● Exercise
From the records below, copy word for word the lines starting at the one containing "If you could tag every instance of the outback" and ending at the one containing "point(126, 204)", including both of those lines.

┌─ Extracted records

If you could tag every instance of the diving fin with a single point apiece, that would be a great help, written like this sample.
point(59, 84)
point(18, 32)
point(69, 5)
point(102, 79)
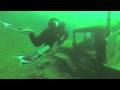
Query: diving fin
point(32, 57)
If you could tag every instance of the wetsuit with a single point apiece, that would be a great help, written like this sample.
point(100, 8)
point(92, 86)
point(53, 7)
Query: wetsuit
point(48, 37)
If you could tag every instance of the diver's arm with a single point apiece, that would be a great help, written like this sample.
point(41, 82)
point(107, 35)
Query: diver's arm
point(66, 34)
point(36, 40)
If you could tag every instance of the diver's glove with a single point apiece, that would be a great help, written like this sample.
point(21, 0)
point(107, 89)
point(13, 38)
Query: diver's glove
point(27, 31)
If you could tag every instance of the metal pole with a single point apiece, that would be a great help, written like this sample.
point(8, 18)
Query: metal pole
point(108, 24)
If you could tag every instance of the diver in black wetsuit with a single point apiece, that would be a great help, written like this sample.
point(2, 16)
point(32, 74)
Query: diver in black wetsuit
point(48, 37)
point(51, 34)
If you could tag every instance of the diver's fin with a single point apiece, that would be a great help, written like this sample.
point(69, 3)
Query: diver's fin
point(32, 57)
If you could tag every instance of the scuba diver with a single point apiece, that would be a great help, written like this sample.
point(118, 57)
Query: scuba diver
point(53, 33)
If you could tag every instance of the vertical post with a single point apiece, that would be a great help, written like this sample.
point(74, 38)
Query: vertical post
point(108, 24)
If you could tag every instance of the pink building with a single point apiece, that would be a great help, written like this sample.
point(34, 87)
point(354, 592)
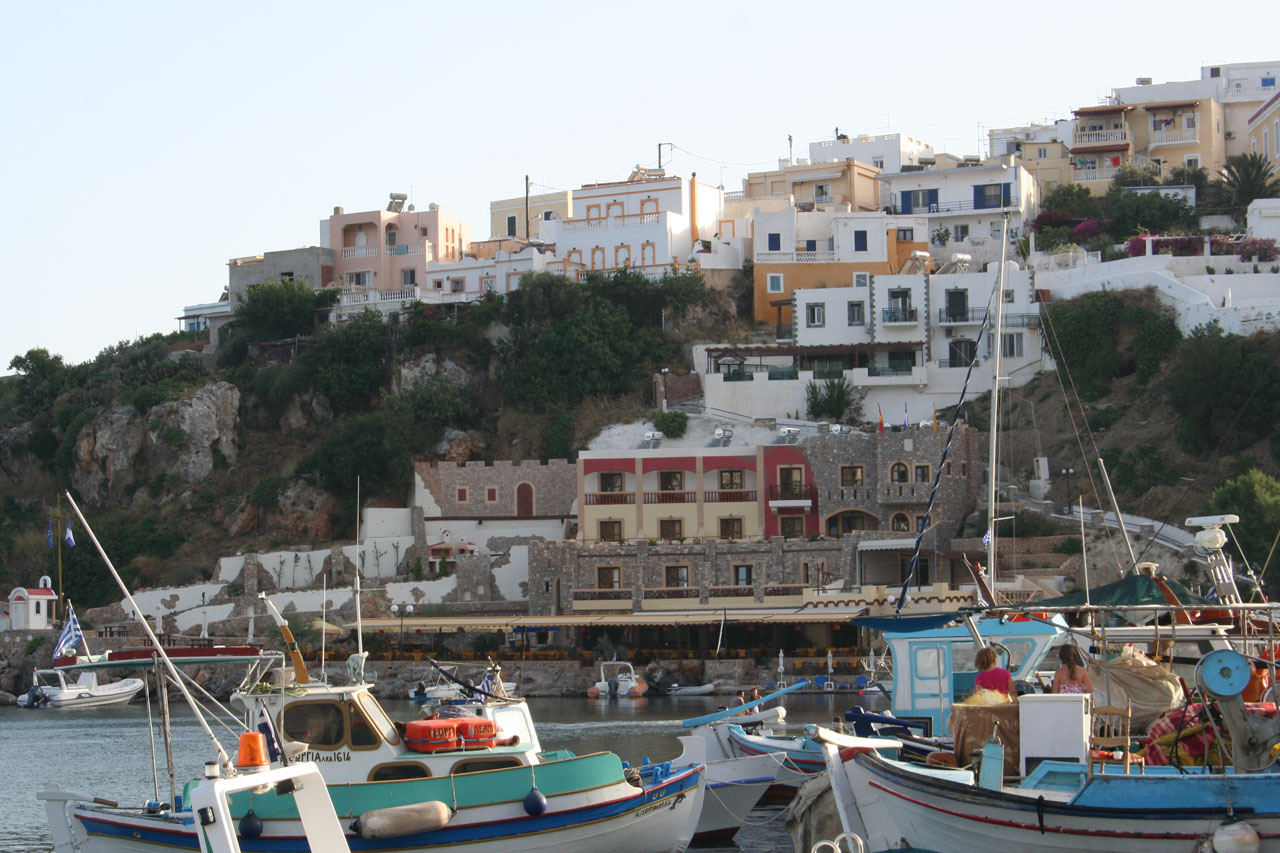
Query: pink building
point(388, 250)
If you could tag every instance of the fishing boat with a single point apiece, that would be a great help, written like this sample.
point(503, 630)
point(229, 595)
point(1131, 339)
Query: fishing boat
point(50, 689)
point(617, 679)
point(428, 785)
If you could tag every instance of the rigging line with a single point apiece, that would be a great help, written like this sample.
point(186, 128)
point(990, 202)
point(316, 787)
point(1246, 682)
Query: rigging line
point(1075, 396)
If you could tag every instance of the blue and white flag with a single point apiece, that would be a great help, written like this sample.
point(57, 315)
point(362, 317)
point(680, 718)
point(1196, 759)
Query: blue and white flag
point(264, 725)
point(71, 635)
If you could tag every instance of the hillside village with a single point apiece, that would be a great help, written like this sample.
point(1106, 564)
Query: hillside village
point(809, 466)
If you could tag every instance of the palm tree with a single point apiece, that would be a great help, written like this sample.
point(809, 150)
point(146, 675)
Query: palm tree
point(1247, 177)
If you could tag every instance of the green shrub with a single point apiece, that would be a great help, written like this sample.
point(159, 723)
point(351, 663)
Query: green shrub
point(671, 424)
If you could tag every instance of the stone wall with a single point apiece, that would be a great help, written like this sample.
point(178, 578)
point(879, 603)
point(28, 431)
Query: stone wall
point(490, 489)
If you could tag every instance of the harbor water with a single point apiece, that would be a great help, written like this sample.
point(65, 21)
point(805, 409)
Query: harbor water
point(105, 752)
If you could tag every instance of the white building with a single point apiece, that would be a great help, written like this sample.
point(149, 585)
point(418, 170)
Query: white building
point(648, 223)
point(906, 340)
point(969, 201)
point(887, 153)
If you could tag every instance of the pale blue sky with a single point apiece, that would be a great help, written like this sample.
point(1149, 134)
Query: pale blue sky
point(149, 142)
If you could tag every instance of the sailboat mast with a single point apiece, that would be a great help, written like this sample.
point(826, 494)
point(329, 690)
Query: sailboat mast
point(997, 347)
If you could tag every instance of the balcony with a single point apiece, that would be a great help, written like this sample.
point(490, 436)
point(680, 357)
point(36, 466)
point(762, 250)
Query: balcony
point(730, 496)
point(899, 493)
point(671, 497)
point(795, 258)
point(1082, 176)
point(1174, 136)
point(1101, 137)
point(961, 316)
point(611, 498)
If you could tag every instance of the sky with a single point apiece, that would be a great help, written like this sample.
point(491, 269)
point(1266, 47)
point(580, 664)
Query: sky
point(150, 142)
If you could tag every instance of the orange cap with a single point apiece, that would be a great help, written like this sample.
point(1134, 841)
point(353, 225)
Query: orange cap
point(252, 752)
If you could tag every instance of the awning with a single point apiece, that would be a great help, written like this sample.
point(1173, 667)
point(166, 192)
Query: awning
point(886, 544)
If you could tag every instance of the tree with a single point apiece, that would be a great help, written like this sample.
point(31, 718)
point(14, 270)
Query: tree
point(275, 310)
point(1255, 496)
point(1247, 177)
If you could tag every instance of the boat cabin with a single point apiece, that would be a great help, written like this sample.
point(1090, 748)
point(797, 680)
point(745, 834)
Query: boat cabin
point(936, 667)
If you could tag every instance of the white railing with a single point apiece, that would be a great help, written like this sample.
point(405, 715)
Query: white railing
point(795, 258)
point(1089, 137)
point(1174, 136)
point(1093, 174)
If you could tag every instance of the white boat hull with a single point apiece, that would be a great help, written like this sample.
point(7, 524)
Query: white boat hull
point(899, 803)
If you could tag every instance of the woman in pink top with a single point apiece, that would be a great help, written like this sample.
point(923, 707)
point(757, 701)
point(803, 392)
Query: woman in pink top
point(1072, 676)
point(991, 676)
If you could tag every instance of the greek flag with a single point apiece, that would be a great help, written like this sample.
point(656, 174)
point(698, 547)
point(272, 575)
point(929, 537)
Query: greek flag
point(71, 635)
point(264, 725)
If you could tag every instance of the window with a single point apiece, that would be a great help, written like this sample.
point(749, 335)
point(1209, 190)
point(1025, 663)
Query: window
point(851, 475)
point(1011, 345)
point(731, 528)
point(731, 480)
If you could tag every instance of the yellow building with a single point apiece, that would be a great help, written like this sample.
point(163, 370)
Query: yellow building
point(1264, 131)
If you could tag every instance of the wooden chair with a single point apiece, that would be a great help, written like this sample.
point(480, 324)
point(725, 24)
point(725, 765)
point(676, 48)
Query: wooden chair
point(1111, 729)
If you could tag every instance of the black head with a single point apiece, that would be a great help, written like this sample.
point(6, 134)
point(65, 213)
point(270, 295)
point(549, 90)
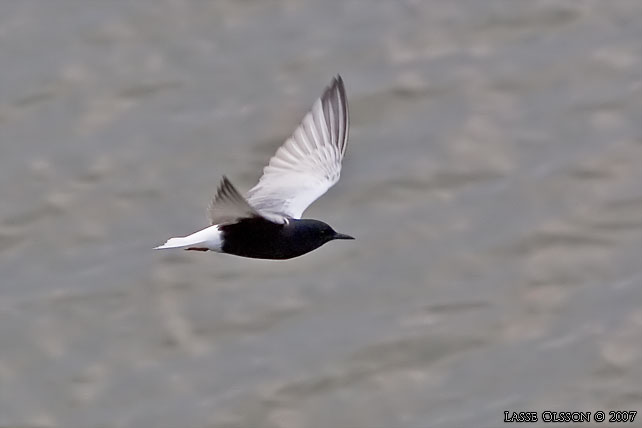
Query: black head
point(317, 232)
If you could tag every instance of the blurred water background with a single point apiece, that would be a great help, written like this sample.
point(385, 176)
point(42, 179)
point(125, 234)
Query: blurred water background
point(493, 181)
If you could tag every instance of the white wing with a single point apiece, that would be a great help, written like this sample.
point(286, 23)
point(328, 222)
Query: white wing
point(309, 162)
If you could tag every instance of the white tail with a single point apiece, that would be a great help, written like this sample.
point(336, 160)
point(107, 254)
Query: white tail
point(206, 239)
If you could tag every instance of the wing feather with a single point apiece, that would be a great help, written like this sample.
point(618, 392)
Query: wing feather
point(309, 162)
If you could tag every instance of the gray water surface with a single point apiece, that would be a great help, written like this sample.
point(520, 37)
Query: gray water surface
point(493, 181)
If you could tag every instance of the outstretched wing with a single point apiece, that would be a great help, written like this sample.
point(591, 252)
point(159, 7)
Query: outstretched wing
point(229, 205)
point(309, 162)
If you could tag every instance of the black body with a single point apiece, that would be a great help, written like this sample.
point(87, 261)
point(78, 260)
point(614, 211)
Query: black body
point(259, 238)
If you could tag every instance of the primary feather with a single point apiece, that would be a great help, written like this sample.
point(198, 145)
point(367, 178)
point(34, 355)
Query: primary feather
point(309, 162)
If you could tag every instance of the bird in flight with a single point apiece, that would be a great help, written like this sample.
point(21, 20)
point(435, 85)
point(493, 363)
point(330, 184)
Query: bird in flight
point(267, 223)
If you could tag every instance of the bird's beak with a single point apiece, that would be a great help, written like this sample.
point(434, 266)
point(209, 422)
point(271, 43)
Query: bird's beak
point(342, 236)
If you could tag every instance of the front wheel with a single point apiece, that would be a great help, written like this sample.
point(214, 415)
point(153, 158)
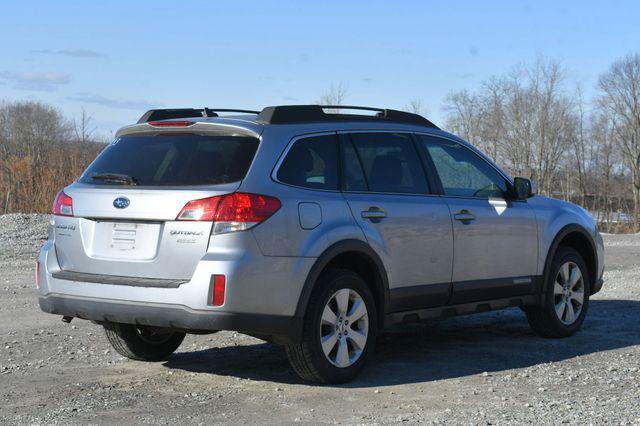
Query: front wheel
point(142, 343)
point(339, 331)
point(566, 297)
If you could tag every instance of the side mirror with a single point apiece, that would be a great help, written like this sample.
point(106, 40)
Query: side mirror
point(523, 188)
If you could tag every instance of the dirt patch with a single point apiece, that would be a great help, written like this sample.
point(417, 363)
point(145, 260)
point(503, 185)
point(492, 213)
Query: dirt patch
point(479, 369)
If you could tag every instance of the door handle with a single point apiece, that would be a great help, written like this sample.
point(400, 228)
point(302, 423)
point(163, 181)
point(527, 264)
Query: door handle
point(374, 214)
point(464, 216)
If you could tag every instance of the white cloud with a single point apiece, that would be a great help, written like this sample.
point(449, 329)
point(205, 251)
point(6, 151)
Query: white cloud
point(118, 103)
point(77, 53)
point(39, 81)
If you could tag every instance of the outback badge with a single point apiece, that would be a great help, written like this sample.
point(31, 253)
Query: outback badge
point(121, 202)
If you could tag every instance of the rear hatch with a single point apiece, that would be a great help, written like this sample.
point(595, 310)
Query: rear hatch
point(126, 204)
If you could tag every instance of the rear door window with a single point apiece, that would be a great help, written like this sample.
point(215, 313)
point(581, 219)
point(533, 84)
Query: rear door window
point(390, 163)
point(173, 160)
point(311, 163)
point(462, 172)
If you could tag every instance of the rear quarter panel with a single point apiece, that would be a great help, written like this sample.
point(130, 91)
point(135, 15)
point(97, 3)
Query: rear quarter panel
point(282, 234)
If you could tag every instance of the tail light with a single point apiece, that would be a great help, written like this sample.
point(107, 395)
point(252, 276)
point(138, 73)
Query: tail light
point(63, 206)
point(231, 212)
point(218, 282)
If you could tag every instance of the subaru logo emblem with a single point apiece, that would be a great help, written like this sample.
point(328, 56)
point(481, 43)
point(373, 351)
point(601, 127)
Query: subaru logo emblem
point(121, 202)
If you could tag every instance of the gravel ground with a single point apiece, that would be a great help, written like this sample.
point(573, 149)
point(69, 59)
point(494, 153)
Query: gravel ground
point(481, 369)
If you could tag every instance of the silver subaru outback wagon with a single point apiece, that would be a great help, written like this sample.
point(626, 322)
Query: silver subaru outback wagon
point(310, 228)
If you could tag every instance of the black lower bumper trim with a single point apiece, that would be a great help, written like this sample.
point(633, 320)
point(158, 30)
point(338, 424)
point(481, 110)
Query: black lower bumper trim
point(117, 280)
point(284, 329)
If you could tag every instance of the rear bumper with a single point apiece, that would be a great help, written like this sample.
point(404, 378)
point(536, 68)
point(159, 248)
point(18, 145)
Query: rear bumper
point(284, 329)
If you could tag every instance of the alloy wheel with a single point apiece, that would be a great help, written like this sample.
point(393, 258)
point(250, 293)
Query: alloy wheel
point(344, 327)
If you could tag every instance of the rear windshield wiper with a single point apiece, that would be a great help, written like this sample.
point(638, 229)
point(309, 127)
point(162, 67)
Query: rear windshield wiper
point(115, 177)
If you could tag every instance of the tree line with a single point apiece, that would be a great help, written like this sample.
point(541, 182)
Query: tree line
point(584, 151)
point(41, 151)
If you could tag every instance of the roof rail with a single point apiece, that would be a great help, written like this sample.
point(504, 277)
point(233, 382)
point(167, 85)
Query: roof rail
point(167, 114)
point(286, 114)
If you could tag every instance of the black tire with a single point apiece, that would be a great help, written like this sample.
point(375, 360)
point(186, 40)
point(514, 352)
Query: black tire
point(142, 343)
point(307, 358)
point(544, 320)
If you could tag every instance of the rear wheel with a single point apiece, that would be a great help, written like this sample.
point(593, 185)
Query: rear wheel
point(566, 297)
point(142, 343)
point(339, 330)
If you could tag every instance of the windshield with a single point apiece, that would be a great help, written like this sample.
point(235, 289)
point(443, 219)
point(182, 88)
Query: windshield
point(172, 160)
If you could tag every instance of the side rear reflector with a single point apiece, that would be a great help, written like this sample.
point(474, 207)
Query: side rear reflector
point(38, 274)
point(218, 282)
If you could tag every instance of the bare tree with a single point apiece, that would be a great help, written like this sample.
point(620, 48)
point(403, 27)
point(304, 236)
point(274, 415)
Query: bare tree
point(523, 120)
point(620, 87)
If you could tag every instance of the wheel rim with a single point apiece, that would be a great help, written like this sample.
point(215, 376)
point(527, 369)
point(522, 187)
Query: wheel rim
point(152, 335)
point(344, 328)
point(568, 293)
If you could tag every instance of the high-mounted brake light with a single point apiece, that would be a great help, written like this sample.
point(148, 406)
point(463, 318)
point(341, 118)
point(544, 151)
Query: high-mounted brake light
point(171, 123)
point(231, 212)
point(63, 206)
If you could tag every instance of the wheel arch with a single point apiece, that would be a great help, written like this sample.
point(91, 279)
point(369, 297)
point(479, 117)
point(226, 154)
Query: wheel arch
point(355, 255)
point(578, 238)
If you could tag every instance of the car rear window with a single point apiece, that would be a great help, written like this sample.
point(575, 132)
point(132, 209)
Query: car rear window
point(173, 160)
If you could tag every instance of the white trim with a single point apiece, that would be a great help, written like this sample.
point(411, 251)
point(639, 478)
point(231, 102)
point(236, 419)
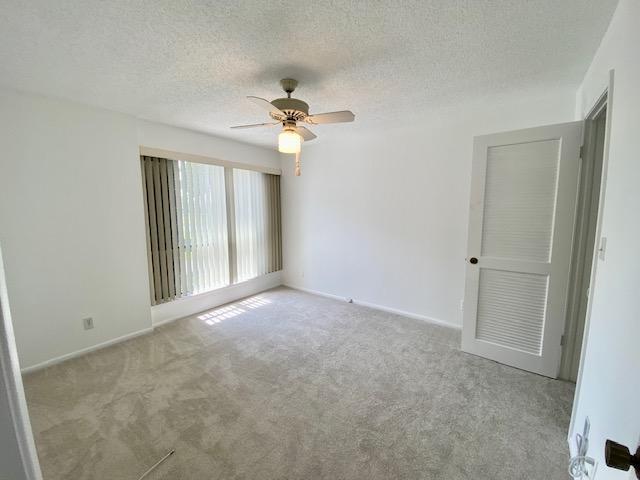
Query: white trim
point(189, 157)
point(191, 306)
point(382, 308)
point(83, 351)
point(186, 306)
point(609, 91)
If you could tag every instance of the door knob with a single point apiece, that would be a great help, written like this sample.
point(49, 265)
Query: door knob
point(619, 457)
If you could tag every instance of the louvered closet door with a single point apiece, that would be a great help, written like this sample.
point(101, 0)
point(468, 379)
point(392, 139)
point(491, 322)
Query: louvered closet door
point(523, 199)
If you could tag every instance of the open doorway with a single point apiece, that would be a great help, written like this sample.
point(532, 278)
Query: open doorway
point(592, 155)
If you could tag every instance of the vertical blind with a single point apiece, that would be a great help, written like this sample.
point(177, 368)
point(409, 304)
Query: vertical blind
point(208, 226)
point(257, 223)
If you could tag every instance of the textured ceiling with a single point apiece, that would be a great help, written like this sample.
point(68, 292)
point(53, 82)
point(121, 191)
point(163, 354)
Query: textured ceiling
point(191, 63)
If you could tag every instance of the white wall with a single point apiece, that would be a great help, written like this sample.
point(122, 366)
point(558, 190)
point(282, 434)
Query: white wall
point(609, 384)
point(18, 457)
point(382, 217)
point(72, 223)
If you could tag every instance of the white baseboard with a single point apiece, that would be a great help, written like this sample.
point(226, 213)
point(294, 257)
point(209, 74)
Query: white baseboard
point(221, 297)
point(187, 306)
point(83, 351)
point(383, 308)
point(171, 311)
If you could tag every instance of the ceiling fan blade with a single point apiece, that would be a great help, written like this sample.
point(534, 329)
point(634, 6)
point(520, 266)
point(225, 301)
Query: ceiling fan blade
point(258, 125)
point(268, 106)
point(305, 133)
point(330, 117)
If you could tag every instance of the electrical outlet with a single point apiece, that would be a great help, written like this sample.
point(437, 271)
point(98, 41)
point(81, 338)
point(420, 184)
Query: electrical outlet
point(87, 323)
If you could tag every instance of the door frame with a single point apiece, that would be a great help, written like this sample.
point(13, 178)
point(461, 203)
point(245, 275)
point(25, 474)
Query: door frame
point(609, 93)
point(585, 232)
point(557, 268)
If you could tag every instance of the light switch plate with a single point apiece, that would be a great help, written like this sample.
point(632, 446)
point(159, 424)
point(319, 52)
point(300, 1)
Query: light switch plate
point(602, 248)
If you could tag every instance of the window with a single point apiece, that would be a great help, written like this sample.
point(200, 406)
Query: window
point(208, 226)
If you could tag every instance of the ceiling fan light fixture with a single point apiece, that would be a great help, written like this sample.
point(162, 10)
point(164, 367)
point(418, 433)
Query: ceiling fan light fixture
point(289, 142)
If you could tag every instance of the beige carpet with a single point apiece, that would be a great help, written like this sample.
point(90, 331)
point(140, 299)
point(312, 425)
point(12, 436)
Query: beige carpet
point(287, 385)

└─

● Task output
If you could tag every instance of the outback badge with a single point apiece, that would be a great help, written like this sample.
point(31, 253)
Query: outback badge
point(121, 202)
If you could tag every instance of the rear hatch with a single point apiece, that would be a great help, written like this sample.
point(595, 310)
Query: rear hatch
point(126, 204)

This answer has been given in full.